RECORDS TO USE —
^^^^

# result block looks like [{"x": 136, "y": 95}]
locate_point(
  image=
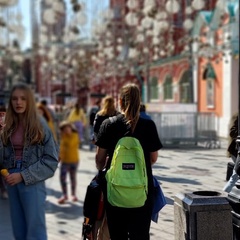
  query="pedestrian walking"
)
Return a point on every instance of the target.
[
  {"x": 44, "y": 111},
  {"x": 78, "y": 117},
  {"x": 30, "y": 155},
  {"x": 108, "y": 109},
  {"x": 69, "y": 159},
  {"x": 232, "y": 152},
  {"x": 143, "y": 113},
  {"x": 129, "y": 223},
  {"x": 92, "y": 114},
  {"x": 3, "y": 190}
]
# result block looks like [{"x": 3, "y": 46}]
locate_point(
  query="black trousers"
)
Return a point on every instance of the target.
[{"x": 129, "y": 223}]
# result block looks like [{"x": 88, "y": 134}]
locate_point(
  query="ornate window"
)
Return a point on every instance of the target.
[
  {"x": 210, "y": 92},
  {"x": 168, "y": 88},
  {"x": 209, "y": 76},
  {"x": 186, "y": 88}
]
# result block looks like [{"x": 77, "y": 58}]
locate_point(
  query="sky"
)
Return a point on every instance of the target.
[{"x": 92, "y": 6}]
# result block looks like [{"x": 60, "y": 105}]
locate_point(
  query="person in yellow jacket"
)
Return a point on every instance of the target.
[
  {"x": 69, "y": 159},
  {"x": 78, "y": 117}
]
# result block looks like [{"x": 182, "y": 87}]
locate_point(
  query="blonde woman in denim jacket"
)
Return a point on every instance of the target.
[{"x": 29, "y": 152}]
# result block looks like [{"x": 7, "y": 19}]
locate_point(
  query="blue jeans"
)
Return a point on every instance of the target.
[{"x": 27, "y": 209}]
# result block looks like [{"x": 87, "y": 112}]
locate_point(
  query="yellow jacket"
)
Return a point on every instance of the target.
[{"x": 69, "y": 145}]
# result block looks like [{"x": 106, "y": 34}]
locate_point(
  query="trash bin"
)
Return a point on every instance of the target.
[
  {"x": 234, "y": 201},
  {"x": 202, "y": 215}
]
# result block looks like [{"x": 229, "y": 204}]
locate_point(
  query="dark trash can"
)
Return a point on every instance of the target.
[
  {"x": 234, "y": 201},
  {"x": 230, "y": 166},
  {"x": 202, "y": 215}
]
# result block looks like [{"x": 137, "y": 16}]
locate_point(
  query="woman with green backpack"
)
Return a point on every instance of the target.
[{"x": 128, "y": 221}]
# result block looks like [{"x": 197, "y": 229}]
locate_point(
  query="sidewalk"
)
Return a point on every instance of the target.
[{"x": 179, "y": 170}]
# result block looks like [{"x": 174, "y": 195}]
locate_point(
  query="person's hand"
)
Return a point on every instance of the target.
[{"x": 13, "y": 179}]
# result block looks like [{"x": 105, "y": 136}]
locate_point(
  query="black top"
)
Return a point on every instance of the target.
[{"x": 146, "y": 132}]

^^^^

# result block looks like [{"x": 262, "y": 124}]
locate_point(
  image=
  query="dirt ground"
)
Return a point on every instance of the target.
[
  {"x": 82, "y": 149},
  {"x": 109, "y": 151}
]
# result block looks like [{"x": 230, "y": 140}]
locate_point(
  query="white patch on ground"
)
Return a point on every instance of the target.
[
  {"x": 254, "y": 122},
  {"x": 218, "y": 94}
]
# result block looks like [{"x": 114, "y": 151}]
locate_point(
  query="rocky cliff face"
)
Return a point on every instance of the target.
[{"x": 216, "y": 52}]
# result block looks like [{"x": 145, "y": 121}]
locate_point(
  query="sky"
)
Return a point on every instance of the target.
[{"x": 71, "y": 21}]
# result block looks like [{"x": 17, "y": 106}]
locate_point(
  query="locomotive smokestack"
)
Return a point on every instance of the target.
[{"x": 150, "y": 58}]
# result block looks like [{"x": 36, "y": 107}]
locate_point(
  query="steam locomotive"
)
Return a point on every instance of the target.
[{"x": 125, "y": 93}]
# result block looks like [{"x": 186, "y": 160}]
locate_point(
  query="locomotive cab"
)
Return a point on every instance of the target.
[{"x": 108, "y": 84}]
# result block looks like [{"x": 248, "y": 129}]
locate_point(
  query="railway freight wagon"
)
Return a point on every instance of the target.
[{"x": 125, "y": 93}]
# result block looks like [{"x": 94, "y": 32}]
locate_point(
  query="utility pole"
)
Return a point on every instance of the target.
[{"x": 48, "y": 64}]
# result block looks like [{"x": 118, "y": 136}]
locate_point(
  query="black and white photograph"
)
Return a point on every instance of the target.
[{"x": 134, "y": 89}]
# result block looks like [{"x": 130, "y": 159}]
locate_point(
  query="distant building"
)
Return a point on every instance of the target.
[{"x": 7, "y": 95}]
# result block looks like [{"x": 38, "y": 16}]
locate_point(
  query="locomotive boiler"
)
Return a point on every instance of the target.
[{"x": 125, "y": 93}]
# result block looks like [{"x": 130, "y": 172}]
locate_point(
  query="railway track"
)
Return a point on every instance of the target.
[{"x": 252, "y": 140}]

^^^^

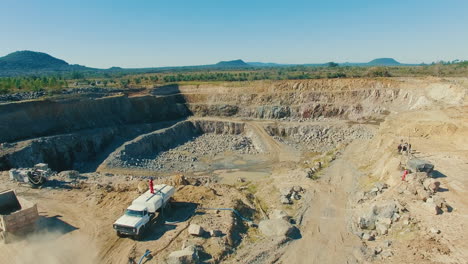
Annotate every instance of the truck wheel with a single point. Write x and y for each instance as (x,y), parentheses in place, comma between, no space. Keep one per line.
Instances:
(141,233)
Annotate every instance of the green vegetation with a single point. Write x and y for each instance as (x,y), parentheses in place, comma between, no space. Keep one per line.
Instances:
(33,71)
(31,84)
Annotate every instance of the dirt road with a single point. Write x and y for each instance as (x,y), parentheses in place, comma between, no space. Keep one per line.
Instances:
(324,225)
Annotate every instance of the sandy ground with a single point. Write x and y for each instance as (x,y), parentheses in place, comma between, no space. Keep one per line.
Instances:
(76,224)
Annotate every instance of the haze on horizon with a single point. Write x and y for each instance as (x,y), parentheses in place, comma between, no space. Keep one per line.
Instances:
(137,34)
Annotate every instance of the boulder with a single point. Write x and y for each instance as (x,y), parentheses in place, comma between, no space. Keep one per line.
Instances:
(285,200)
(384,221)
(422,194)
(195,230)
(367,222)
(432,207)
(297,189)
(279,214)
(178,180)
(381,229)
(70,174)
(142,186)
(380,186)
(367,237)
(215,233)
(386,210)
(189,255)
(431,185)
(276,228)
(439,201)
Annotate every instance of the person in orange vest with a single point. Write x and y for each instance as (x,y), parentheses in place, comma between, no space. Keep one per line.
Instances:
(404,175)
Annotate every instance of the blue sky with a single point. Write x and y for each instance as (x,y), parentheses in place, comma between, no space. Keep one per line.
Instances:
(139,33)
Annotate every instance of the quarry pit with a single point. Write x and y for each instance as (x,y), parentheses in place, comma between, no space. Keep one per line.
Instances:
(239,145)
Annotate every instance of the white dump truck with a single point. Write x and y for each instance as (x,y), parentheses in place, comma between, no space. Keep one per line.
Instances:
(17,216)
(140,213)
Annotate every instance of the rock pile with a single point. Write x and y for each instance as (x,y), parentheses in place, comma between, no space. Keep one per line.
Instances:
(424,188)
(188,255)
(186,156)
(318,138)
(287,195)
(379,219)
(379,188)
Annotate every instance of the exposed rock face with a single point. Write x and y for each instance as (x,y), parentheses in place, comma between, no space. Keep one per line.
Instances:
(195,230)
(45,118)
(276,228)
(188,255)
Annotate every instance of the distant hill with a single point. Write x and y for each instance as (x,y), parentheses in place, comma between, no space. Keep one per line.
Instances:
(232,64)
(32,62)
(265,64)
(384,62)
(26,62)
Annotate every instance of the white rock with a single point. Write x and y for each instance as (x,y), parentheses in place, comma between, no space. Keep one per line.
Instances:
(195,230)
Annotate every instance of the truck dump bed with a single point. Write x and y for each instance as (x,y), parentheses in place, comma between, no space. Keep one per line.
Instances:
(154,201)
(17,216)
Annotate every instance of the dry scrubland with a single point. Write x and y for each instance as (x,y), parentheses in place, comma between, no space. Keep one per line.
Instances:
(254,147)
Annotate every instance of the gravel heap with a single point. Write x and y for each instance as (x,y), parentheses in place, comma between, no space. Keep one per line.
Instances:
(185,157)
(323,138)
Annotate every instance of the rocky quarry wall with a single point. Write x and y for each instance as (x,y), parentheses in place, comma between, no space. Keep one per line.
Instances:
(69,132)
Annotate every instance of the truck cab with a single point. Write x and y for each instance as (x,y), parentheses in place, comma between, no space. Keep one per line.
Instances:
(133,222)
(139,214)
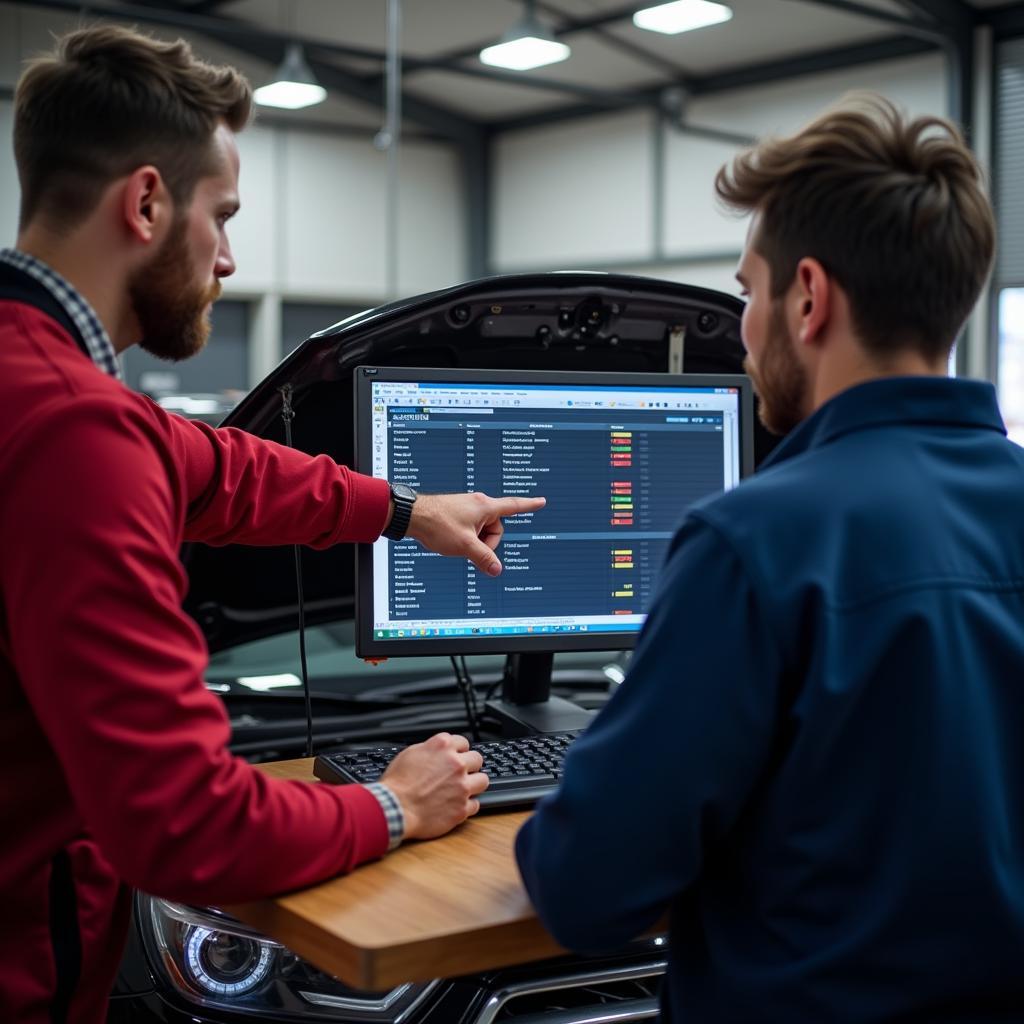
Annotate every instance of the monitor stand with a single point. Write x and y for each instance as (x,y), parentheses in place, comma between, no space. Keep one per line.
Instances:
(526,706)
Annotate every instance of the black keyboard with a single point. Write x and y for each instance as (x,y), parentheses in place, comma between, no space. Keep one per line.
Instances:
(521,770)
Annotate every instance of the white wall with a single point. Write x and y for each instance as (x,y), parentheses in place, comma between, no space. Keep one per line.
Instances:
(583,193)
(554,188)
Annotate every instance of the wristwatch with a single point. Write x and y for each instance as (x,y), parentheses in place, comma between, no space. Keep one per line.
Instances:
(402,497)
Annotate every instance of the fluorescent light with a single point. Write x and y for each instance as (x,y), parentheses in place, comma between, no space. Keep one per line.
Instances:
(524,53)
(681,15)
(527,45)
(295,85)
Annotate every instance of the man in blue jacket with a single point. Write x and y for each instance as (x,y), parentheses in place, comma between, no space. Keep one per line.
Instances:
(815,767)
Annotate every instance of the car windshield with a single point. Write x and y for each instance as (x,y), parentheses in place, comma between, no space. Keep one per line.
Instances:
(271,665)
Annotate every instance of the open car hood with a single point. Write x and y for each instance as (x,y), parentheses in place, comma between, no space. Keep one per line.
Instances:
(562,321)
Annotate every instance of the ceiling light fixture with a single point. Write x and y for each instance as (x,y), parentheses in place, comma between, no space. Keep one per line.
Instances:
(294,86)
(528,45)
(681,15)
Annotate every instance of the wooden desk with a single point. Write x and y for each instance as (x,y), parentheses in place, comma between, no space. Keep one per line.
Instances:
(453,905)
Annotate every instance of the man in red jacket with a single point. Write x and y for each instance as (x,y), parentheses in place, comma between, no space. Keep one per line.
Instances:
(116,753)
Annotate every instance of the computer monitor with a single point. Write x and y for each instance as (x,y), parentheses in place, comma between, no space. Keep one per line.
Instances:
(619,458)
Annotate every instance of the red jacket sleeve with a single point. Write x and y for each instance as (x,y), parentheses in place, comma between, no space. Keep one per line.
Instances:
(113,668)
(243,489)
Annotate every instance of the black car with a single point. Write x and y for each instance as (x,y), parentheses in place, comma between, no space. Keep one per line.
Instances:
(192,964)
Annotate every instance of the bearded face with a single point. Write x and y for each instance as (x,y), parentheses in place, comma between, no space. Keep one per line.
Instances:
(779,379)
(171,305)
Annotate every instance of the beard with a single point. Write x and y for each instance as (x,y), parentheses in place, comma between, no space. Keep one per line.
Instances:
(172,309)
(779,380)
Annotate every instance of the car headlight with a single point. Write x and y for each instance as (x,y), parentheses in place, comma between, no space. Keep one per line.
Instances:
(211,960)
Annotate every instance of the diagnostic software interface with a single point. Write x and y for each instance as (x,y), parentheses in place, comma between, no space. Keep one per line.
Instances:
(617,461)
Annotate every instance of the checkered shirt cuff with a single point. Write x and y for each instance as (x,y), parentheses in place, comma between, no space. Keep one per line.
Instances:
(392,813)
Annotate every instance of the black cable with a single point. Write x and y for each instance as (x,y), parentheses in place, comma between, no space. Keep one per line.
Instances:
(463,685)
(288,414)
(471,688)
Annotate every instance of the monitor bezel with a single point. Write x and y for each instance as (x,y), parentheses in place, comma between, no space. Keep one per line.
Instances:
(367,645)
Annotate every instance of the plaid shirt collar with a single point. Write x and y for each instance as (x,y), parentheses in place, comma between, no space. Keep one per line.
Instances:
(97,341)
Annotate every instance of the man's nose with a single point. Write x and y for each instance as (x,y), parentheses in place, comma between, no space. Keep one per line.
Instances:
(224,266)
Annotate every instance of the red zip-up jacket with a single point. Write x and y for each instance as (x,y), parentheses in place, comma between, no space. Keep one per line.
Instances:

^^^^

WHAT IS BEING ASKED —
If a line in the records above includes the string "locomotive", copy it.

ANSWER BELOW —
  query="locomotive smokestack"
  query="steam locomotive"
  query="locomotive cab"
  query="locomotive boiler"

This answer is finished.